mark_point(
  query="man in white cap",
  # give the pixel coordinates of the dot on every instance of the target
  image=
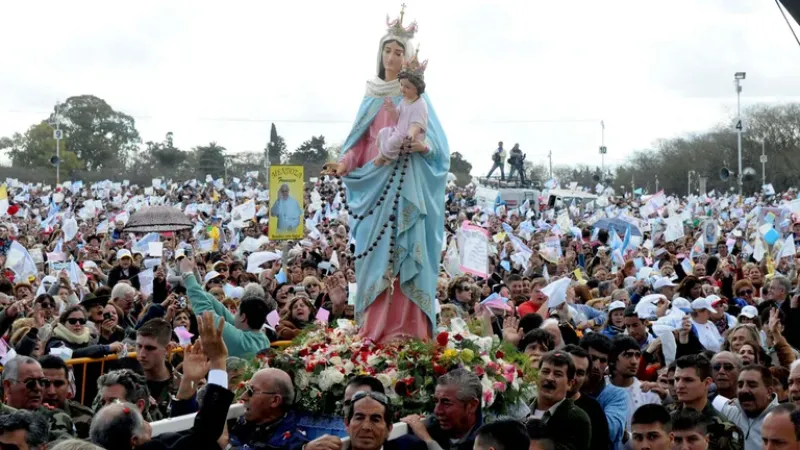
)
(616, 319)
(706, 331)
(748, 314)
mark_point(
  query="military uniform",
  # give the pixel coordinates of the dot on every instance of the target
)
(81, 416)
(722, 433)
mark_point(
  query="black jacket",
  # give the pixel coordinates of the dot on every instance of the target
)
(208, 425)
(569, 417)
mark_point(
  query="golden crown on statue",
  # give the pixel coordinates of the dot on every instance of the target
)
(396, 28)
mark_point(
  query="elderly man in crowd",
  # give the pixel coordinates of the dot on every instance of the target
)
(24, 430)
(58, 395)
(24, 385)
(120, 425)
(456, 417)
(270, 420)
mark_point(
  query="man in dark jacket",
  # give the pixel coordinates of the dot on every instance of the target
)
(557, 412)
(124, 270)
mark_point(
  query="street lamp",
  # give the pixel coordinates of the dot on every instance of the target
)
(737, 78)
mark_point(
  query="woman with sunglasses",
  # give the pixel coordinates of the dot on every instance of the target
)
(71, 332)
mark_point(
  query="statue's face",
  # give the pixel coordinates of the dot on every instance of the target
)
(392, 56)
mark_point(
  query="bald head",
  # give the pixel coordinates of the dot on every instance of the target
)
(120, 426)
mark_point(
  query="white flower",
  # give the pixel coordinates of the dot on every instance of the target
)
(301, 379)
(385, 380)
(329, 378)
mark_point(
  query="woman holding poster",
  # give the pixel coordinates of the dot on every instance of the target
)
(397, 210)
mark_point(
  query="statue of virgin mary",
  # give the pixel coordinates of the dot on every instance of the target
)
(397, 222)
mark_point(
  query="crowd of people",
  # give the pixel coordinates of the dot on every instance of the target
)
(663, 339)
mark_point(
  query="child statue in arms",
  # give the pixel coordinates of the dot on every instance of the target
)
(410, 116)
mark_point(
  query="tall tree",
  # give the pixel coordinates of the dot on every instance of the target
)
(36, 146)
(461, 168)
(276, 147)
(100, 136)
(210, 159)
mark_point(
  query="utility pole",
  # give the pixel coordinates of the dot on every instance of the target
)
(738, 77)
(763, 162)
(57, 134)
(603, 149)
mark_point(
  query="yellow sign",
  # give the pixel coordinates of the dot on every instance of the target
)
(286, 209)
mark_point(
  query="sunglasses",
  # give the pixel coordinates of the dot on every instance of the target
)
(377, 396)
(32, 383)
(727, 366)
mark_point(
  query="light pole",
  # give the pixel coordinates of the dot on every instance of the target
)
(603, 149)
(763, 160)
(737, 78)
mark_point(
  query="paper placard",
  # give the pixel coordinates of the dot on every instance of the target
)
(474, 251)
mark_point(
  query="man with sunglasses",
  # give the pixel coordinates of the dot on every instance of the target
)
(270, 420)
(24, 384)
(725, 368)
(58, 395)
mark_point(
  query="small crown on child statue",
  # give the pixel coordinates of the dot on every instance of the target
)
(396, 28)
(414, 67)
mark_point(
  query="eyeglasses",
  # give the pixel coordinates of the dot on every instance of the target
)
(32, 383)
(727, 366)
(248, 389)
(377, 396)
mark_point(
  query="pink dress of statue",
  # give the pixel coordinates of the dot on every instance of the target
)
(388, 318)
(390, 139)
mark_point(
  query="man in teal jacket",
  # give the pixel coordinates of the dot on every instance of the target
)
════
Repeat the data above exactly, but not the pictures.

**Complete output:**
mark_point(
  query="man in white cap",
  # give the pixel coordinates of the dot on every instance of the target
  image=
)
(616, 319)
(706, 331)
(748, 314)
mark_point(
  query="military uniform",
  # give the pixel coordinates of the dot on every instance of the target
)
(81, 416)
(722, 433)
mark_point(
  query="black jacket",
  # give the pixel coordinates of the dot on every instance of the target
)
(208, 425)
(569, 417)
mark_point(
  query="golden crown on statue",
  # give the pixel coordinates of the dot on every instance of the target
)
(396, 28)
mark_point(
  query="elderly man in crowd",
  # give the pixel coordinates of the dot on every instance of the target
)
(24, 430)
(58, 395)
(24, 385)
(120, 425)
(456, 417)
(270, 420)
mark_point(
  query="man in dark jacket",
  # give the pixel coordinates of the dot on every instance of the target
)
(557, 412)
(124, 270)
mark_point(
  query="street lamp",
  # give the pixel coordinates of the dot on every instance of the target
)
(737, 78)
mark_point(
  query="woman with sunglasses",
  # give the pixel coordinates of the dot on every instance of the target
)
(71, 332)
mark_point(
  query="statue's face",
  # give the pixel coordinates of the dot on every instance of the target
)
(392, 56)
mark_point(
  query="bald head",
  # give the pixel coordinates of the dot on every instance of the target
)
(120, 426)
mark_point(
  query="white flower",
  # give the pixel coordinates of the dot on every instance of the target
)
(301, 379)
(385, 380)
(329, 378)
mark_point(
  query="woman holding poster",
  # give the pixel coordinates of the dot on every instance of the target
)
(397, 210)
mark_point(
  query="statue of virgin mary",
  # give the pixel coordinates of the dot on every instance of the target
)
(397, 222)
mark_point(
  query="crowd of people",
  # give the pixel coordinates of the dot on every instance of the target
)
(663, 339)
mark_point(
  query="child statue in arms",
  # give the pixel coordinates of the dot on every instance of the target
)
(410, 116)
mark_point(
  query="tall tree",
  # give the pixel coordinates of the dot on every instance of the target
)
(36, 146)
(461, 168)
(276, 147)
(100, 136)
(210, 159)
mark_point(
  query="utility pole",
  # give the pixel coordinates of the dot on every instance of the target
)
(738, 77)
(763, 162)
(57, 134)
(603, 149)
mark_point(
  query="yellow sign",
  # give the pixel coordinates of the dot on every instance of the target
)
(286, 209)
mark_point(
  query="sunglasses",
  # give the pixel coordinates of the dot on every instance of the target
)
(377, 396)
(32, 383)
(727, 366)
mark_point(
  query="light pole",
  # give the pixel coordinates of the dot on every instance of the target
)
(603, 149)
(763, 160)
(737, 78)
mark_point(
  query="paper placard",
  # give the pixel coordinates of the dot on every instance of the target
)
(474, 251)
mark_point(
  query="man with sunglasses",
  # give the pixel coordinates of the dot on every instance of the target
)
(270, 420)
(24, 384)
(725, 368)
(58, 395)
mark_point(
  query="small crown on child statue",
  # give the pixel coordinates of the dot on every instance of the target
)
(396, 28)
(414, 67)
mark_point(
  query="eyeglasses",
  # give the pixel coordinates of the dot on every instance of the target
)
(32, 383)
(727, 366)
(248, 389)
(377, 396)
mark_point(
  query="pink dress of statue",
  # give the pixel coordinates of the dot on every instance of the target
)
(388, 318)
(390, 139)
mark_point(
  query="man in teal jacket",
  # give the pixel coordinates of the dot on every instance of the target
)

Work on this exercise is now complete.